• **What the task asks**
Reproduce the lines below, replacing each occurrence of "example of the layout" with "sample format" and leaving everything else unchanged.
>> start Input rows
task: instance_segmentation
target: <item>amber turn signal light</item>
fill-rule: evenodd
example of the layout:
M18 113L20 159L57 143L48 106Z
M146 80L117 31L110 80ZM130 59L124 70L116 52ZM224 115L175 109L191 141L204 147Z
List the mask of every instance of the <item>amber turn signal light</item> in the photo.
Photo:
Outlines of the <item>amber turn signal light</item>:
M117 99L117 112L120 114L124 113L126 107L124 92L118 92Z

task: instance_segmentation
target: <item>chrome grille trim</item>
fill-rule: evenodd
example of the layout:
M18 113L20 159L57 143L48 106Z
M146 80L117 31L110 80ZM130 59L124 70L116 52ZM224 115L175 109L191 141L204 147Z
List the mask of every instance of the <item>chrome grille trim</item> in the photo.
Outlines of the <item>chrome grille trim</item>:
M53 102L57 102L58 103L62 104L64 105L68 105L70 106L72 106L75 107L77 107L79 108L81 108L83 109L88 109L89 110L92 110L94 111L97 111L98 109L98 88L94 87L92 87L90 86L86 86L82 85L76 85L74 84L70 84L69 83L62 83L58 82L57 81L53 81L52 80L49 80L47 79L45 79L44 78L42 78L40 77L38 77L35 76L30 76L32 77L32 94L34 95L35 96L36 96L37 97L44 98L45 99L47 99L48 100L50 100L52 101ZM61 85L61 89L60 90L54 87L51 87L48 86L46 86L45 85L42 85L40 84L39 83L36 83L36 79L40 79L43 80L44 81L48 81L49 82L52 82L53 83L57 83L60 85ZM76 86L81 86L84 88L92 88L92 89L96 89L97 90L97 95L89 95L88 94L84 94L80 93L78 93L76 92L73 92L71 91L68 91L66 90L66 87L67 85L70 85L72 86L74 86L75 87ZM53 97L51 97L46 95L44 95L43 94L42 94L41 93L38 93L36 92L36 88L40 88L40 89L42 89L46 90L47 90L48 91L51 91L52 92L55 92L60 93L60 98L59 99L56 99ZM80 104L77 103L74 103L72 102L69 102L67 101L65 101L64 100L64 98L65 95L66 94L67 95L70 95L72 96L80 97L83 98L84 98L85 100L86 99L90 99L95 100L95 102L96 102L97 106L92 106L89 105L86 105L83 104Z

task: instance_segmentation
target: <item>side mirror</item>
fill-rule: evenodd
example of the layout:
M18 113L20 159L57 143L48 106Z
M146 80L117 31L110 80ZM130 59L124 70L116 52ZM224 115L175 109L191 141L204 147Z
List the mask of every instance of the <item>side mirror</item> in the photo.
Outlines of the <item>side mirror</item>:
>> end Input rows
• **Solution to the problem**
task: instance_segmentation
target: <item>amber turn signal light</item>
fill-rule: evenodd
sample format:
M18 113L20 159L57 143L48 106Z
M146 80L117 31L110 80ZM130 59L124 70L116 52ZM224 115L175 109L191 141L204 147Z
List the mask of every instance of the <item>amber turn signal light</item> in the photo.
Photo:
Outlines of the <item>amber turn signal light</item>:
M117 99L117 112L120 114L124 113L126 107L124 92L118 92Z

task: instance_segmentation
target: <item>chrome grille trim</item>
fill-rule: evenodd
sample format:
M18 113L20 159L57 143L48 106Z
M146 80L117 31L110 80ZM130 59L124 70L116 52ZM224 115L175 109L191 141L204 147Z
List the mask of every instance of the <item>chrome grille trim</item> in the photo.
Outlines of the <item>chrome grille trim</item>:
M53 102L57 102L58 103L62 104L64 105L68 105L70 106L72 106L75 107L77 107L79 108L81 108L83 109L88 109L89 110L92 110L94 111L97 111L98 109L98 88L94 87L92 87L90 86L86 86L82 85L76 85L74 84L70 84L69 83L62 83L58 82L57 81L53 81L52 80L49 80L47 79L45 79L44 78L42 78L40 77L38 77L35 76L30 76L32 77L32 94L34 95L35 96L36 96L37 97L44 98L45 99L47 99L48 100L50 100L52 101ZM61 85L61 89L60 90L54 87L51 87L48 86L46 86L45 85L42 85L40 84L39 83L36 83L36 79L40 79L43 80L44 81L48 81L49 82L52 82L53 83L57 83L60 85ZM76 86L81 86L84 88L92 88L92 89L96 89L97 90L97 95L89 95L88 94L84 94L80 93L78 93L76 92L73 92L71 91L68 91L66 90L66 87L67 85L70 85L72 86L74 86L75 87ZM53 97L51 97L46 95L44 95L43 94L42 94L41 93L38 93L36 92L36 88L40 88L40 89L42 89L46 90L47 90L48 91L51 91L52 92L55 92L60 93L60 98L59 99L56 99ZM80 104L77 103L74 103L72 102L69 102L67 101L65 101L64 100L64 98L65 95L66 94L67 95L70 95L72 96L80 97L83 98L84 98L85 100L86 99L90 99L95 100L95 102L96 102L97 106L92 106L89 105L86 105L83 104Z

task: instance_segmentation
target: <item>side mirror</item>
fill-rule: evenodd
sample format:
M18 113L20 159L57 143L48 106Z
M146 80L117 31L110 80ZM130 59L124 70L116 52ZM224 115L175 109L191 141L204 147Z
List the mask of every instance of the <item>side mirror</item> in the photo.
Outlines of the <item>side mirror</item>:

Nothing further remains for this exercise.